Directions: Count the lines in the rows below that contain the string "point". Reply with that number only.

Start Records to process

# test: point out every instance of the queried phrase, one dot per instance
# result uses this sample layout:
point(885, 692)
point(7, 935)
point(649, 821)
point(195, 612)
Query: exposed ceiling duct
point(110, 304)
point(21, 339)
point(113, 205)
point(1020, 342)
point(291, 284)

End Records to process

Full answer: 10